» Excerpted passage:

◆ ◆ ◆

The Social Dynamics of Biology

Theatre/biology major wins Class of ’21 Award for production focused on diversity and inclusion in science.

By Romel Hernandez | June 23, 2021

Eva Licht ’21 could not bring herself to choose between her passion for drama and her curiosity for science when picking a major. Fortunately she didn’t have to settle on one or the other, becoming the first Reedie to graduate with an interdisciplinary degree in theatre and biology.

In addition to logging long hours in the lab studying the cell cytoskeletons of fruit flies, Eva conceived and directed an original show as her senior thesis—a dramatic performance featuring a cast and crew of students (participating via Zoom) examining the social dynamics and sense of exclusion students struggle with in the sciences.

For her multifaceted efforts, Eva earned the illustrious Class of ’21 Awardcreated by members of the class of 1921 to honor “creative work of notable character, involving an unusual degree of initiative and spontaneity.”

“Eva’s larger goal is to use theatre (both the creation process of making it, and the chance to see it) as a way to express and share scientific ideas,” Associate Professor of Theatre Kate Bredeson wrote in nominating her for the honor. “Eva’s dedication to the intersection of science and theatre displays her innovation, and is the kind of thinking and creativity that the Class of ’21 Award celebrates.”

◆ ◆ ◆

» Point-per-instance localization data:
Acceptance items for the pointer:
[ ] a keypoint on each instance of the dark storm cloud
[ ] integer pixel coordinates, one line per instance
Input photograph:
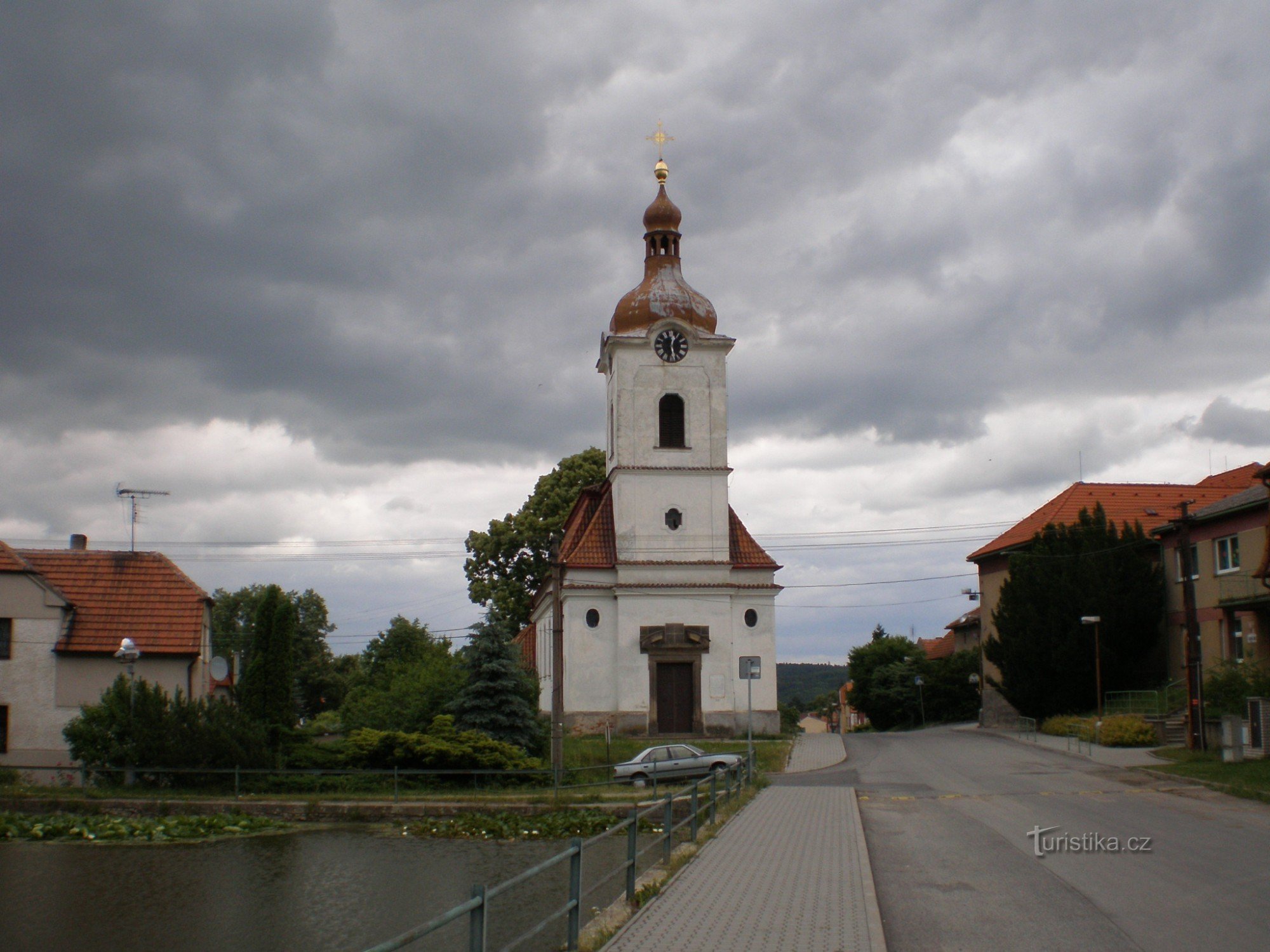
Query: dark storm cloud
(1227, 422)
(399, 229)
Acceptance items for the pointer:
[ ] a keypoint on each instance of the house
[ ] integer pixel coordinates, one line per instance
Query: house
(1233, 587)
(966, 630)
(943, 647)
(660, 596)
(63, 616)
(1153, 505)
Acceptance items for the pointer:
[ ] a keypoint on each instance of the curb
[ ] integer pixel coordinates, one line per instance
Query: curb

◆ ◆ ◆

According to the article on the theatre and biology graduate, what did Eva Licht study in the lab? The records are separate material and have no connection to the article.

The cell cytoskeletons of fruit flies.